▸ What the task requires:
An exact transcription of every record is needed.

▸ Provided material:

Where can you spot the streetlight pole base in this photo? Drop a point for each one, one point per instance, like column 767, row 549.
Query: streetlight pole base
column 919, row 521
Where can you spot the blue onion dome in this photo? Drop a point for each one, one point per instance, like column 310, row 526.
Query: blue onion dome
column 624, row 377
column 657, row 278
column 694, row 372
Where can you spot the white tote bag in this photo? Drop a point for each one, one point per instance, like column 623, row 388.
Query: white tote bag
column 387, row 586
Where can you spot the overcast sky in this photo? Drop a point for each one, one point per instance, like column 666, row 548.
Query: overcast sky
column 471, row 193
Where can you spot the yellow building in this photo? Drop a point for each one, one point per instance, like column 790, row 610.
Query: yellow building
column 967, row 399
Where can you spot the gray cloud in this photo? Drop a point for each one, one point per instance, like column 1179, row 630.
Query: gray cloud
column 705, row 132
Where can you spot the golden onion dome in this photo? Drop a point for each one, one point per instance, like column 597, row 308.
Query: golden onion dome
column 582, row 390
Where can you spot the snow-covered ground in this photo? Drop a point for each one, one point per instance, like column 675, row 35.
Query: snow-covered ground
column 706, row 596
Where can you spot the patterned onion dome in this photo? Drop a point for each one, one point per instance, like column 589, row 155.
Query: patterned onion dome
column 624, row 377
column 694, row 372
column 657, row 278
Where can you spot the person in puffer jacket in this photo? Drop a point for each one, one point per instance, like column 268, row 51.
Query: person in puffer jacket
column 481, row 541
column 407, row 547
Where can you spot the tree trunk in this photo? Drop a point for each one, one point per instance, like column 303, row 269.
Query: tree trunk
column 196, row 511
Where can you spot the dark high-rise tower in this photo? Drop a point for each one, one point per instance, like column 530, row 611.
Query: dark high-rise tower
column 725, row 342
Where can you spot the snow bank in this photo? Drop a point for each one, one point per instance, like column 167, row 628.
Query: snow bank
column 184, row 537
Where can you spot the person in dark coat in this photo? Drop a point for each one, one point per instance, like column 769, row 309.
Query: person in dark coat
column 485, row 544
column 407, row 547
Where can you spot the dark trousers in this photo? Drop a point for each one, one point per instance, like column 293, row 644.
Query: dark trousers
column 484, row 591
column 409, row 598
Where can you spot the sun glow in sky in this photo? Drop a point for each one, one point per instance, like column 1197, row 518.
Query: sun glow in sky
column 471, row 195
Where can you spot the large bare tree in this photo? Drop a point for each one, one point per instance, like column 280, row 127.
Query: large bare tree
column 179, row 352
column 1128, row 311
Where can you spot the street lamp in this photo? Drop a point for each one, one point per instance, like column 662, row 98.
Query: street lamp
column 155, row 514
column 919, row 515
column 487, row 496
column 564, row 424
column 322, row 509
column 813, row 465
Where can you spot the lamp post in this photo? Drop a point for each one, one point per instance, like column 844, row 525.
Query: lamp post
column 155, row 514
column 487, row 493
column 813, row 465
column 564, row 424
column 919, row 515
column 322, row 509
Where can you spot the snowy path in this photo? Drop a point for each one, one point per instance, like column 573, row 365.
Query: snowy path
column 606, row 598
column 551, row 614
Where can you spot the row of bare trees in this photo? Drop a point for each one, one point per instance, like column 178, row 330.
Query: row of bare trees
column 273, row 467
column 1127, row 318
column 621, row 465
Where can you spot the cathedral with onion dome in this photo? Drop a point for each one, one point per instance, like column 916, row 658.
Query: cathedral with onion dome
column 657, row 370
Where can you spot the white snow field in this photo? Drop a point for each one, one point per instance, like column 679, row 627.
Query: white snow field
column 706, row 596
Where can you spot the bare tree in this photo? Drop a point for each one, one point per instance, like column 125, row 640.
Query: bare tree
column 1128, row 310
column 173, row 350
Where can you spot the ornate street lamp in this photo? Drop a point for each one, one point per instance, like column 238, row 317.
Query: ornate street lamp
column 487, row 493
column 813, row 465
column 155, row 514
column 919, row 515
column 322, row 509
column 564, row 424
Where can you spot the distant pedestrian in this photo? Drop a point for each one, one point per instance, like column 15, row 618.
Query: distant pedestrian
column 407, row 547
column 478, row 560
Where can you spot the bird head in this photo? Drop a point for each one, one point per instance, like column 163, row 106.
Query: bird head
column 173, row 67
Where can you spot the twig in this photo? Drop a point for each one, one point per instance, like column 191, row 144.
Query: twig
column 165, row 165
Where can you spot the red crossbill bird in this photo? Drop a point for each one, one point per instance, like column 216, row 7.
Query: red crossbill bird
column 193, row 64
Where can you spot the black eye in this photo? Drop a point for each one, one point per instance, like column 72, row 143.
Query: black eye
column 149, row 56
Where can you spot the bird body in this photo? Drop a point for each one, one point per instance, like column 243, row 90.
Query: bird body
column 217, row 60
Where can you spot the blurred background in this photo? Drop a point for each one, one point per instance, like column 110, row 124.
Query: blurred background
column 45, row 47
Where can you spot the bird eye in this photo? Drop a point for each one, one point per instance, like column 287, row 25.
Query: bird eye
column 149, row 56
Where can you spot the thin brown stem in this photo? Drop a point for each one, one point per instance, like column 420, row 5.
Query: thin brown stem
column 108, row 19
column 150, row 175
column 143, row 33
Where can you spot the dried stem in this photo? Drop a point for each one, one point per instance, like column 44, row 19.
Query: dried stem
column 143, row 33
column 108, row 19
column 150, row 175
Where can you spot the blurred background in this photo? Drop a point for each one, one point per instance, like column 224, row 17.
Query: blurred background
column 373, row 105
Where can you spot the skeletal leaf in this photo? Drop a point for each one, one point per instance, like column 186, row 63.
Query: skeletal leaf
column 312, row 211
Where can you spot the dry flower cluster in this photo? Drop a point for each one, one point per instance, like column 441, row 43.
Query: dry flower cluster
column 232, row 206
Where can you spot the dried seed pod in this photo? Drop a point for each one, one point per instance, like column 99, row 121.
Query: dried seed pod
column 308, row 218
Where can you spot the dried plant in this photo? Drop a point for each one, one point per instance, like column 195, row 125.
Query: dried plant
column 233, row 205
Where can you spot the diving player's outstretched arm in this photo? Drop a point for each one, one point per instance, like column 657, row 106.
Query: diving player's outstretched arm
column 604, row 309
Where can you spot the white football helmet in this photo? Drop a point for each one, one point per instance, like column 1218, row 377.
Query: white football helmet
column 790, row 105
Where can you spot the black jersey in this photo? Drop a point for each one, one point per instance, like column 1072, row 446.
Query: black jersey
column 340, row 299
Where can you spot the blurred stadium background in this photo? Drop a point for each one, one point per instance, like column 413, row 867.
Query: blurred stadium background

▸ Output of the exercise:
Where can you spot the streetlight pole base in this photo? Drop a point for each one, one point per instance, like column 767, row 549.
Query: streetlight pole base
column 919, row 521
Where can you spot the blue onion dome in this photo? Drop a point for each one, one point per instance, like column 310, row 526.
Query: blue onion dome
column 624, row 377
column 657, row 278
column 694, row 372
Where can you spot the white tote bag in this photo? Drop a point for each one, one point per instance, like column 623, row 388.
Query: white tote bag
column 387, row 586
Where can you spot the overcast sky in this photo? Drop a point for each one, one point per instance, like column 666, row 548.
Query: overcast sky
column 471, row 193
Where can you spot the yellow building in this photo? Drop a point for each one, one point per instance, like column 790, row 610.
Query: yellow building
column 967, row 399
Where can you spot the gray cloud in this photo? Drop a point for each one, one point per instance, like column 1179, row 630.
Query: gray cloud
column 705, row 132
Where can you spot the golden onion dome in this photo? Drop a point for each one, one point per instance, like column 597, row 308.
Query: golden onion dome
column 582, row 390
Where can you spot the snow-covered ground in this photo? Drop a point for each one, one point per instance, like column 675, row 35.
Query: snow-covered ground
column 706, row 596
Where can you spot the patterned onion dome in this photo? Drop a point for each one, one point per instance, like column 589, row 155.
Query: patterned onion dome
column 624, row 377
column 694, row 372
column 657, row 278
Where can you spot the person in puffer jacket in this photo? Drop a point for each one, one point per instance, like column 268, row 51.
Query: person in puffer jacket
column 481, row 541
column 407, row 547
Where can you spot the tree trunk in this photo? Drop a point for each one, one point per instance, like column 303, row 269.
Query: tree trunk
column 196, row 511
Where can you spot the dark high-rise tower in this photo? Drop a point for each one, one point per instance, like column 530, row 611.
Query: dark high-rise tower
column 725, row 342
Where can you spot the snow bank in this photo? Drop a point for each one, one point per instance, like column 167, row 628.
Query: snow bank
column 184, row 537
Where can you spot the person in dark coat in this photo? Drop a point for each one, one point per instance, like column 769, row 309.
Query: person in dark coat
column 485, row 544
column 407, row 547
Where can you spot the dark trousers in this photo? Drop a point for each one, one point per instance, like column 293, row 644.
Query: dark trousers
column 484, row 591
column 409, row 598
Where can you spot the sun glow in sky in this photo? Drop a point for each one, one point per instance, like column 1197, row 518.
Query: sun glow in sky
column 471, row 195
Where can you spot the large bare tree in this photo? Drop a point for each one, one point per instance, like column 280, row 127.
Query: large bare tree
column 179, row 352
column 1128, row 311
Where can you spot the street lamp in this photo? Drop a point for each one, one point per instance, like column 662, row 98.
Query: street lamp
column 155, row 514
column 919, row 515
column 487, row 496
column 564, row 424
column 322, row 509
column 813, row 465
Where can you spot the lamp post in this photo? Drop a point for each one, one point per instance, like column 844, row 525.
Query: lamp post
column 155, row 514
column 487, row 493
column 813, row 465
column 564, row 424
column 919, row 515
column 322, row 509
Where can you spot the snowy path in this photo? Drop a point for each one, one point per instance, like column 573, row 365.
Query: snowy path
column 606, row 598
column 551, row 614
Where can you spot the row of bare trees in this photo? Drop a point for each one, one point per instance, like column 178, row 330.
Query: row of bare trees
column 273, row 467
column 1127, row 318
column 621, row 465
Where can you spot the cathedral with onion dome in this photo? Drop a point for each one, one point per instance, like column 916, row 658.
Query: cathedral with onion dome
column 657, row 370
Where can you spot the white snow field in this photo? Drop a point for each one, one point per instance, like column 679, row 627.
Query: white snow field
column 706, row 596
Where can you spot the bare tree in this photo? Drop a point for each one, one point per instance, like column 125, row 640.
Query: bare tree
column 1128, row 310
column 173, row 350
Where can you spot the ornate street lamp in this photo? Drop a point for each one, one point per instance, like column 238, row 317.
Query: ornate street lamp
column 487, row 493
column 813, row 465
column 155, row 514
column 919, row 515
column 322, row 509
column 564, row 424
Where can you spot the distant pedestrian in this photo? Drop a point for each one, one point per instance, like column 15, row 618.
Query: distant pedestrian
column 407, row 547
column 478, row 560
Where can you spot the bird head in this photo? Drop a point for each one, one point per instance, like column 163, row 106.
Query: bird head
column 173, row 67
Where can you spot the twig in this photo? Drop a point for each one, one point per instance, like column 191, row 144.
Query: twig
column 165, row 165
Where can you spot the red crossbill bird in this photo? Drop a point for each one, one point per instance, like column 216, row 7.
Query: red crossbill bird
column 193, row 64
Where can you spot the black eye in this photo? Drop a point for each one, one point per instance, like column 72, row 143.
Query: black eye
column 149, row 56
Where can you spot the bird body in this photo? Drop a point for each one, one point per instance, like column 243, row 90.
Query: bird body
column 217, row 60
Where can you spot the blurred background in this photo? Drop a point for each one, one point per instance, like column 110, row 124.
Query: blurred background
column 45, row 47
Where can you spot the bird eye in this photo? Drop a point for each one, one point per instance, like column 287, row 25.
Query: bird eye
column 149, row 56
Where can you spot the thin brown stem in this photo? Drop a point for each one, one point per instance, like column 420, row 5.
Query: thin brown stem
column 108, row 19
column 150, row 175
column 143, row 33
Where can you spot the dried stem in this photo? Drop a point for each one, one point per instance, like column 44, row 19.
Query: dried stem
column 143, row 33
column 108, row 19
column 150, row 175
Where can you spot the blurred background in this photo? Drop a point for each one, one point per instance, like column 224, row 17.
Query: blurred background
column 373, row 105
Where can you spot the skeletal leaf in this photo? Drop a point for each one, one point per instance, like column 186, row 63.
Query: skeletal leaf
column 312, row 211
Where can you spot the dry flower cluster in this photo? Drop a point for each one, one point per instance, like column 441, row 43.
Query: dry flower cluster
column 232, row 206
Where can you spot the dried seed pod in this photo? Drop a point for each one, one point per instance, like column 99, row 121.
Query: dried seed pod
column 308, row 218
Where can you spot the dried plant in this photo? Drop a point for each one, one point per instance, like column 195, row 125.
Query: dried plant
column 233, row 205
Where can you spot the diving player's outstretched arm in this photo? Drop a point for each one, one point per instance, like column 657, row 106.
Query: diving player's outstretched arm
column 604, row 309
Where can you spot the white football helmet in this photo? Drop a point for each one, one point per instance, like column 1218, row 377.
Query: white football helmet
column 790, row 105
Where can you spot the black jersey in this photo? Drop a point for each one, one point per instance, like column 1072, row 446.
Query: black jersey
column 340, row 299
Where can you spot the blurred stadium background in this photo? Drop a point for each one, one point per instance, like column 413, row 867.
Query: blurred stadium background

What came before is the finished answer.